YOUR TASK - Retype the listing below from the line with "Tag the purple" up to and including the line with "Target: purple sky". Leave the pictures out.

SUPPLIED DATA -
•••••
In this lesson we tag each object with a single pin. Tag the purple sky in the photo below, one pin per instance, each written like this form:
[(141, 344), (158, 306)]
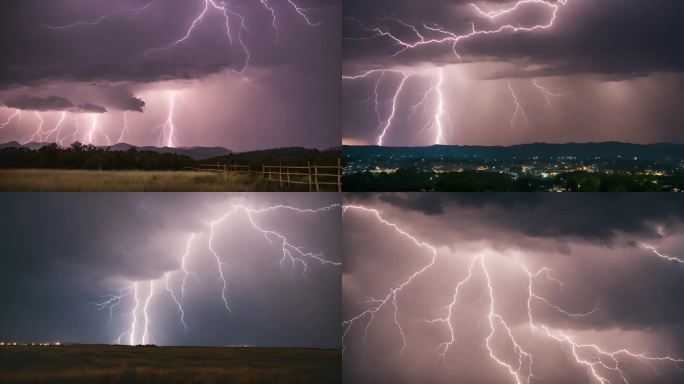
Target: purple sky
•••••
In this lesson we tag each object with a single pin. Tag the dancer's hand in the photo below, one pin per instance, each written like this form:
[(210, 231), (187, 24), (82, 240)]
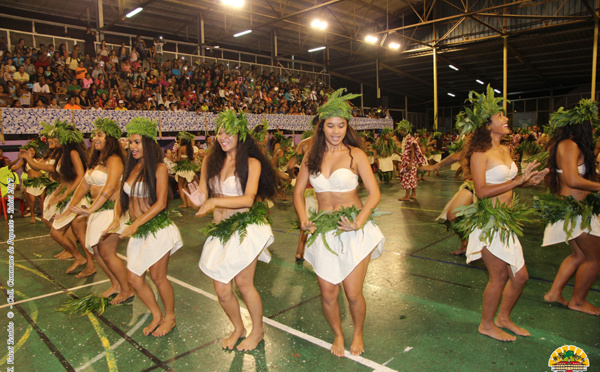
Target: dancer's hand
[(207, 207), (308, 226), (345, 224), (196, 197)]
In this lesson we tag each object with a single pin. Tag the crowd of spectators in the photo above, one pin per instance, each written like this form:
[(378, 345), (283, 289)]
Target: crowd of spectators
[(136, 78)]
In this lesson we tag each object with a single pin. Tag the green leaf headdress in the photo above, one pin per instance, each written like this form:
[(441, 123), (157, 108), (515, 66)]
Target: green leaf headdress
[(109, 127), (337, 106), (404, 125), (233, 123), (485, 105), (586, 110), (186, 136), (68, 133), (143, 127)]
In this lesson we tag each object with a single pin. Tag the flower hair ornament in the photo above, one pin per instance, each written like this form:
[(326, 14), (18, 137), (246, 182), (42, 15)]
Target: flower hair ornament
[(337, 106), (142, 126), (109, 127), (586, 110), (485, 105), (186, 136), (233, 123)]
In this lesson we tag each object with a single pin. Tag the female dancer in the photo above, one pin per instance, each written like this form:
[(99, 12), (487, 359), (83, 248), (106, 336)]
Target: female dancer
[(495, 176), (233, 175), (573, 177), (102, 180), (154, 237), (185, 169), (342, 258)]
•••••
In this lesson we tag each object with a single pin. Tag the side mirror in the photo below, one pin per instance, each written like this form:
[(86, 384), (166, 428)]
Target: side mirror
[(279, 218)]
•••••
SOLUTION TO THIS TASK -
In this lesson we tag each object with a single pin. Tag the purple sky in the photo below, one pin per instance, each written like this form:
[(141, 344), (158, 306)]
Target: purple sky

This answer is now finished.